## WORK TO COMPLETE
(1) Please translate this sentence from the oracle proof excerpt into Spanish: "Suppose that the oracle $A$ was correct with probability $0.9$ over the choice of $r$."
(2) In the small error case of the oracle proof excerpt, with what probability does $A(r) \oplus A(r \oplus e^1)$ give the first bit of $x$ for a randomly chosen $r$?
(3) Go on with the oracle proof excerpt, starting after its final sentence about the full case.
━━━━━ PAGE EXTRACT
So, the probability we output a correct answer is:
\[
\tfrac{1}{2}\Pr[ z = 1 | b = x_i ] + \tfrac{1}{2}(1-\Pr[z=1 | b = 1-x_i]) \geq
\tfrac{1}{2}(p + \e) + \tfrac{1}{2}(1-p+\e) = \tfrac{1}{2} + \e
\]
\end{proof}
\item[Proof of Theorem 3] Theorem~3 will follow from the
following lemma (exercise):
\begin{lemma} \label{lem:gl} There is a $poly(n,1/\e)$-time algorithm that
given oracle access to an oracle $A$ that computes the
function $r \mapsto \iprod{x, r}$ with probability $1/2
+ \e$ over the choice of $r$, outputs $x$ with
probability at least $\left(\tfrac{\e}{100n}\right)^2$.
\end{lemma}
\item[Proof of Lemma~\ref{lem:gl}] The proof of
Lemma~\ref{lem:gl} is a bit involved, so we will do it
step by step.
\item[The errorless case] Suppose that we had a perfect
oracle $A$ that computed $r \mapsto \iprod{ x , r}$ with
probability $1$. Then, we could recover the first bit of
$x$ by outputting $A(r) \oplus A(r \oplus e^1)$ for some
$r$ (where $e^1$ is the vector with all zeroes except at
the first location).
Note that
\begin{multline*}
A(r) \oplus A(r \oplus e_1) = \iprod{ x, r} \oplus
\iprod{x, r \oplus e^1} = \\ \sum x_ir_i + \sum x_i(r_i
\oplus e^1_i) = \sum x_i r_i + \sum x_i r_i + \sum x_i
e^1_i = x_1
\end{multline*}
\item[The small error case] Suppose that the oracle $A$ was
correct with probability $0.9$ over the choice of $r$.
Then because for a random $r$, $r \oplus e^1$ is
uniformly distributed, we can use the union bound to
show that the probability we get an incorrect answer
when asking $A(r)$ and $A(r \oplus 1)$ is at most $0.2$.
(Note that these questions are dependent but the union
bound still works in this case.)
Therefore, if we choose a random $r$, then with
probability at least $0.8$, $A(r) \oplus A(r \oplus
e^1)$ will give us the first bit of $x$, and we can
amplify this probability to $1/(10n)$ by making $10\log
n$ repetitions and taking the majority vote. In this
way, we can recover \emph{all} of the bits of $x$ with
high probability.
This will work as long as $A$ is correct with
probability more than $\tfrac{3}{4}$, but when $A$ is
correct with probability, say, $0.7$, this analysis
doesn't help us at all. The union bound will only say
that we get the right value with probability at least
$0.4$ - worse than random guessing!
\item[The full case] The full case is when the oracle $A$ is
only guaranteed to be correct with probability $1/2+\e$.
━━━━━━━━━━
━━━━━ DATASET
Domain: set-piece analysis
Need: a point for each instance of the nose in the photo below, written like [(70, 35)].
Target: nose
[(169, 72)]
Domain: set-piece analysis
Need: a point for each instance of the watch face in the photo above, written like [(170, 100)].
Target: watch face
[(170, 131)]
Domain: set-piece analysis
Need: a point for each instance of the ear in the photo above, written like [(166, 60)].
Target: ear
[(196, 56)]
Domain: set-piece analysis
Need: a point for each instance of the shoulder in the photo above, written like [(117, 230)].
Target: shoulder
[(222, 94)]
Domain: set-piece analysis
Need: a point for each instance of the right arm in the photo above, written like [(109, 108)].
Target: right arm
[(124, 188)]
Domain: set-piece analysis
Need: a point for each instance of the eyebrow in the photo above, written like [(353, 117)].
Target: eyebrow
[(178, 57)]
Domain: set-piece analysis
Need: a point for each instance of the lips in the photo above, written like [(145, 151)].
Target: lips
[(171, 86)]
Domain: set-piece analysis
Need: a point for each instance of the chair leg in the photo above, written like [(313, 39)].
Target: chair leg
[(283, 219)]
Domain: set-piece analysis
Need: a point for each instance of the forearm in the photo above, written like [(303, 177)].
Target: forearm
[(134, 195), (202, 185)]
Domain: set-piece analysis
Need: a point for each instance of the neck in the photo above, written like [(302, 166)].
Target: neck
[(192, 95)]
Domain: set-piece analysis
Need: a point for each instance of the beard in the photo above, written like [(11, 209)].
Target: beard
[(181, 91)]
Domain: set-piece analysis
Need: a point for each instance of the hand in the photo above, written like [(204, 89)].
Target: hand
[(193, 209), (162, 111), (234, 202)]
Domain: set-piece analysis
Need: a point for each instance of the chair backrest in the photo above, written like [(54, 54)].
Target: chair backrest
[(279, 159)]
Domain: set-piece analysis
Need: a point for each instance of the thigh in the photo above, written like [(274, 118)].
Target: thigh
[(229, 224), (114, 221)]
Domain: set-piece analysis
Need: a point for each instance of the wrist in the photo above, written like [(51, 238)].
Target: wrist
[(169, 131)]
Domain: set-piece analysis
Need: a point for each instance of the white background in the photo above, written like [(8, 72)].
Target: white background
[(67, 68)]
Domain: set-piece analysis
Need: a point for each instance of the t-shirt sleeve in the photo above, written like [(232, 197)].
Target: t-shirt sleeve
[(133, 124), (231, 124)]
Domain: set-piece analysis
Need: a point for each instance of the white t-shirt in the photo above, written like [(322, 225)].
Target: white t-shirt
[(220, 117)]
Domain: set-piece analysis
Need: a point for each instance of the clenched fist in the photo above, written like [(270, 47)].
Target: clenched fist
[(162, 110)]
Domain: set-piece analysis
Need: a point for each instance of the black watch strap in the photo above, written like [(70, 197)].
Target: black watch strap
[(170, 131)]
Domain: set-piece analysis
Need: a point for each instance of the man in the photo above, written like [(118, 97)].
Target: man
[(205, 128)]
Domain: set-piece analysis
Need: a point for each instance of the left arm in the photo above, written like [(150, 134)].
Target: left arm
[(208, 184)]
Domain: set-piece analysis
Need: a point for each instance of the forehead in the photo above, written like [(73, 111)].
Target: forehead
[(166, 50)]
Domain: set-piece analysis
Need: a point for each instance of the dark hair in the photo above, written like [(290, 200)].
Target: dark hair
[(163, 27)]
━━━━━━━━━━
## RESULTS FOR EACH TASK
(1) Supongamos que el oráculo $A$ era correcto con probabilidad $0.9$ sobre la elección de $r$.

(2) With probability at least $0.8$.

(3)
% \begin{lemma} \label{lem:gl} There is a $poly(n,1/\e)$-time algorithm that
% given oracle access to an oracle $A$ that computes the function $r \mapsto \iprod{x, r}$ with probability $1/2
% + \e$ over the choice of $r$, outputs $x$ with probability at least $\left(\tfrac{\e}{100n}\right)^2$.
% \end{lemma}
\item[Proof of Lemma~\ref{lem:gl}.]
\item[Review: the low error case] Recall that we said that if $\Pr_r[ A(r) = \iprod{x,r} ] \geq 0.9$, then we can
recover the $i^{th}$ bit of $x$ by choosing $r^1,\ldots,r^K$ at random ($K\geq 1000\log n$ will do) and taking
the majority of $A(r^1) \oplus A(r^1 \oplus e^i), \ldots, A(r^K) \oplus A(r^K \oplus e^i)$.
The analysis of this uses the following facts:
\begin{enumerate}
\item If $r$ is chosen uniformly at random then $r \oplus e^i$ is also uniformly distributed.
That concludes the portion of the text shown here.